__Record extracts__

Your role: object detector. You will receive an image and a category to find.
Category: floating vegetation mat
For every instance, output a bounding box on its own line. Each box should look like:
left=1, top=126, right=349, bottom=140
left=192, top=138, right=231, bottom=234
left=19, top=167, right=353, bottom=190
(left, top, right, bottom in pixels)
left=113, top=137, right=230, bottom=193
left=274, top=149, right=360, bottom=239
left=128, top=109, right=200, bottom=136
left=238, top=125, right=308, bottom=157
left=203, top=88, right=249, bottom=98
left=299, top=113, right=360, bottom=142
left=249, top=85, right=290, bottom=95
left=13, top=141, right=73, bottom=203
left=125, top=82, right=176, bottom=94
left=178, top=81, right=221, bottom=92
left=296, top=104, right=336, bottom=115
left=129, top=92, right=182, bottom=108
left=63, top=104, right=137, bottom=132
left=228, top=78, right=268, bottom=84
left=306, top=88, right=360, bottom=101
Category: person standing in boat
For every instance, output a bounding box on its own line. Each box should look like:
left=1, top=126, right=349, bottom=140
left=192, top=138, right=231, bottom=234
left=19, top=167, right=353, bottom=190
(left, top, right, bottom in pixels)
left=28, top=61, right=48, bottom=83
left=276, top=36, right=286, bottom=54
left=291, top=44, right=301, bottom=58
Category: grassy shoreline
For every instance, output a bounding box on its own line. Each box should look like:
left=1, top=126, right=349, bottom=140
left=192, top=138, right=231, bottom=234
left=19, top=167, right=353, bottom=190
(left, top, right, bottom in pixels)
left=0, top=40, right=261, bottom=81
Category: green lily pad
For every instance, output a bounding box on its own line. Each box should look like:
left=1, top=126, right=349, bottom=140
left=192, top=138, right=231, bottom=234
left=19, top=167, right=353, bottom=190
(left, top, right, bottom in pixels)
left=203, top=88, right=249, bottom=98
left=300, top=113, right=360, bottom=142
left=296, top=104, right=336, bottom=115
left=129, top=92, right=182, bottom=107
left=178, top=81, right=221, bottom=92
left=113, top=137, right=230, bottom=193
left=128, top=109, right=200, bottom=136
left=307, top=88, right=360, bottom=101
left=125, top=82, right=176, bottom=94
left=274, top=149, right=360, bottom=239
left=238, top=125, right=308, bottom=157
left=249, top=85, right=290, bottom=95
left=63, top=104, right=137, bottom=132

__Given exercise__
Arrange the entire listing above as a two-column CSV with the header input_text,expected_output and one row for each category. Put the full wording given for that category in input_text and its bounding boxes in expected_output, enclosing each field in double quotes and replacing every line break with a space.

__Written solution__
input_text,expected_output
"Your role: object detector. You will receive an image and a category to find. Category: floating vegetation mat For every instance, output a bounding box on its own line. Each box should look like: left=1, top=126, right=349, bottom=140 left=192, top=138, right=231, bottom=234 left=19, top=167, right=353, bottom=190 (left, top, right, bottom in pixels)","left=113, top=137, right=230, bottom=193 left=274, top=149, right=360, bottom=239 left=128, top=109, right=200, bottom=136 left=238, top=125, right=308, bottom=157 left=203, top=88, right=249, bottom=98 left=299, top=113, right=360, bottom=142 left=249, top=85, right=290, bottom=95 left=13, top=141, right=73, bottom=203 left=125, top=82, right=176, bottom=94 left=178, top=81, right=221, bottom=92 left=296, top=104, right=336, bottom=115 left=129, top=92, right=182, bottom=108 left=63, top=104, right=137, bottom=132 left=228, top=78, right=268, bottom=84 left=306, top=88, right=360, bottom=101"
"Category: person standing in boat For every instance, output a bounding box on its own line. Each box should look like: left=1, top=126, right=349, bottom=140 left=192, top=138, right=231, bottom=234 left=19, top=167, right=353, bottom=190 (left, top, right, bottom in pixels)","left=28, top=61, right=48, bottom=83 left=276, top=36, right=286, bottom=54 left=291, top=44, right=301, bottom=58"
"Category: grassy shoreline For every instance, output a bounding box on its own line. Each box should look like: left=1, top=126, right=349, bottom=140 left=192, top=138, right=231, bottom=234 left=19, top=167, right=353, bottom=190 (left, top, right, bottom in pixels)","left=0, top=40, right=261, bottom=81"
"Category: green lily pad For every instance, output a bounding box on its own line. Each box should look like: left=1, top=126, right=349, bottom=140 left=192, top=138, right=231, bottom=234 left=19, top=167, right=353, bottom=190 (left, top, right, bottom in pixels)","left=203, top=88, right=249, bottom=98 left=300, top=113, right=360, bottom=142 left=296, top=104, right=336, bottom=115 left=129, top=92, right=182, bottom=107 left=178, top=81, right=221, bottom=92 left=113, top=137, right=230, bottom=193 left=128, top=109, right=200, bottom=136 left=307, top=88, right=360, bottom=101 left=125, top=82, right=176, bottom=94 left=274, top=149, right=360, bottom=239 left=238, top=125, right=308, bottom=157 left=249, top=85, right=290, bottom=95 left=63, top=104, right=137, bottom=132"